## Work to be completed
Could you copy, word for word, the lines of the entries below from the one containing "Annotation guideline — the target class is dark pants." through the one containing "80;270;119;310", including both of those lines?

Part of a data file
◇ ◇ ◇ ◇

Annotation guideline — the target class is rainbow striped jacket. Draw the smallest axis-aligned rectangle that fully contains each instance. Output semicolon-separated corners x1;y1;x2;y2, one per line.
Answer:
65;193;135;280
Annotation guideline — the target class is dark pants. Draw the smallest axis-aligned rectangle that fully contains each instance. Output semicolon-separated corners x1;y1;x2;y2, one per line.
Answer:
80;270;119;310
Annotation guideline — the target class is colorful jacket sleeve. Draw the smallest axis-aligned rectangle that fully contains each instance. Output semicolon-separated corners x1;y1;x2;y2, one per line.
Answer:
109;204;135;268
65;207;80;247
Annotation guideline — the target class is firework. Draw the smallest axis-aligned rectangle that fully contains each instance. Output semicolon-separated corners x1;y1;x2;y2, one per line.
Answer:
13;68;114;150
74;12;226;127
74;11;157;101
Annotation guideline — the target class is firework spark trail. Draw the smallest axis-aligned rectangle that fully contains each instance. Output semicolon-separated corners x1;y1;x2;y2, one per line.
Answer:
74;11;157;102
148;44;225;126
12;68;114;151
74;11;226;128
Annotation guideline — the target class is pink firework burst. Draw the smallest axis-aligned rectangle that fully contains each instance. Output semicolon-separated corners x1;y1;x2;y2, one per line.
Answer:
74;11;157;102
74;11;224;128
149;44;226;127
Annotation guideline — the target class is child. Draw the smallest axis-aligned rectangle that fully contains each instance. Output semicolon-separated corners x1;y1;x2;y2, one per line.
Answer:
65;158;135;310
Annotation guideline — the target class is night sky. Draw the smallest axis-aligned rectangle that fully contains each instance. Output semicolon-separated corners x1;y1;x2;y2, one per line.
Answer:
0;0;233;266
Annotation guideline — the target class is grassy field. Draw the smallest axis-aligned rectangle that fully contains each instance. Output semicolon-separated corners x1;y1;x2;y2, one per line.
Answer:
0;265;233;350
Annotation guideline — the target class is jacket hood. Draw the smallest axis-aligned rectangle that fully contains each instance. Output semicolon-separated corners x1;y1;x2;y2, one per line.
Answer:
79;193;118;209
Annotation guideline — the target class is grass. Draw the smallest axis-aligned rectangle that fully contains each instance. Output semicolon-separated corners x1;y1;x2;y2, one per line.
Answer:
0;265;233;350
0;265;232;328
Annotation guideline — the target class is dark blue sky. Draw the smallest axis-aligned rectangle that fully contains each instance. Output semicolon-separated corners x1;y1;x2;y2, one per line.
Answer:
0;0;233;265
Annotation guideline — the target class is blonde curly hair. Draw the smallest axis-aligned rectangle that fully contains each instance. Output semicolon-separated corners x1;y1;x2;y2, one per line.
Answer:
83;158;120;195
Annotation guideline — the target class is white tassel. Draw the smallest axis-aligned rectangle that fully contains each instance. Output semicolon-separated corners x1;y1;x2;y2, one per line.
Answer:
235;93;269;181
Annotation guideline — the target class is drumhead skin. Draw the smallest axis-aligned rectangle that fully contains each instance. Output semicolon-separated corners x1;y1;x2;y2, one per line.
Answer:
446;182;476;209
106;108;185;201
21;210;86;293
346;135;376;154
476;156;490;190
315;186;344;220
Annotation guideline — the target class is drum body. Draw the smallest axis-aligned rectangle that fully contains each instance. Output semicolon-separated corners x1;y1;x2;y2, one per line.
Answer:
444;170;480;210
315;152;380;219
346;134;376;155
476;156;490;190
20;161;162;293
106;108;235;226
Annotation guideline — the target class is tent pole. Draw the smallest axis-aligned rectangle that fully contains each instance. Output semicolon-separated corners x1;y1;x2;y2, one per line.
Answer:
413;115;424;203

◇ ◇ ◇ ◇

## Answer to the exercise
Annotation guideline — the target class is dark pants. Draw the smallest axis-aligned rectangle that fully contains each instance. Output semicolon-separated corners x1;y1;x2;y2, one per line.
Answer:
80;270;119;310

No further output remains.